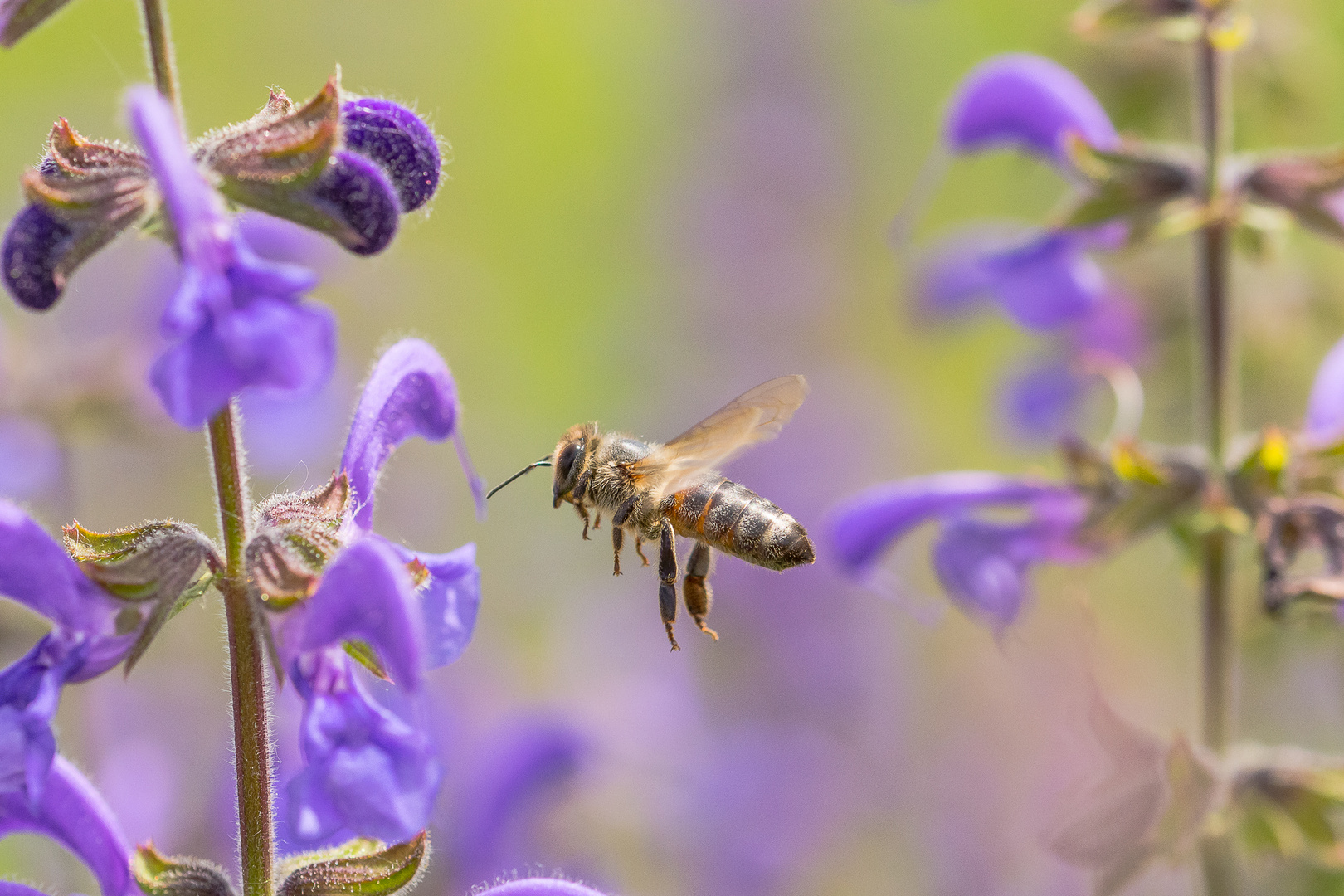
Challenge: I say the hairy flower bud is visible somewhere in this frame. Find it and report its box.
[279,831,429,896]
[0,118,152,310]
[130,844,234,896]
[65,521,223,674]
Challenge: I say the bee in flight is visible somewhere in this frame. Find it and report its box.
[486,376,816,650]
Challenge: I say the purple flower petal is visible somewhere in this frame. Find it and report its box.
[1303,333,1344,447]
[828,471,1073,572]
[1000,358,1088,445]
[391,544,481,669]
[340,97,442,212]
[128,87,334,427]
[945,54,1119,167]
[288,647,442,844]
[280,536,422,690]
[480,877,602,896]
[0,757,136,896]
[341,338,485,529]
[0,499,129,649]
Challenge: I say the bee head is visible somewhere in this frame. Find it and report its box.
[551,423,597,506]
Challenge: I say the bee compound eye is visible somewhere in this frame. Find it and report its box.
[555,442,579,480]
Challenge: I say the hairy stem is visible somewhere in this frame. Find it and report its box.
[210,406,274,896]
[1195,13,1239,896]
[139,0,183,122]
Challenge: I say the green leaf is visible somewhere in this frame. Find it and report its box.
[280,831,429,896]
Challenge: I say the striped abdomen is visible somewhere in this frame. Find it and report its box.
[664,477,816,570]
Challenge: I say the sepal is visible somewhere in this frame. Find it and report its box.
=-=-=
Copy every entry above word for word, including each box, and leave out the pictures.

Challenge: I say the hairy flower bud is visible somewhere in this frame. Find it and report its box.
[279,831,429,896]
[0,118,152,310]
[130,844,234,896]
[65,521,223,674]
Challenge: I say the bee in flight is visible somewhere in this frame. Find it and report its box.
[486,376,816,650]
Challenge: I say the purple flower petal is visible somewhere in this frame. Find it and report its box.
[1303,333,1344,447]
[828,471,1073,572]
[1000,358,1088,445]
[391,544,481,669]
[340,97,442,212]
[128,87,334,427]
[945,54,1119,167]
[288,647,442,844]
[280,536,422,690]
[480,877,602,896]
[0,757,136,896]
[341,338,485,529]
[0,499,129,649]
Challenge: I say the bee head is visible somewhere in this frame. Find it and report its box.
[551,423,597,506]
Challenge: I say the bee compound eye is visible somewhere in this frame. Find it and report its box.
[555,442,579,480]
Challenge: I say the hairy stem is visible somewhere in this frame. Find it and report its box.
[210,406,274,896]
[1195,13,1239,896]
[139,0,183,122]
Challenge: I say the green leaf is visible somewhere in this frame. Find it and report its box.
[280,831,429,896]
Challenge: I say the striped abdomen is visible somewhere in this frame. Find it and report its box.
[664,477,816,570]
Challenge: I say the sepal is visible somewhere in this frame. Find it and report its box.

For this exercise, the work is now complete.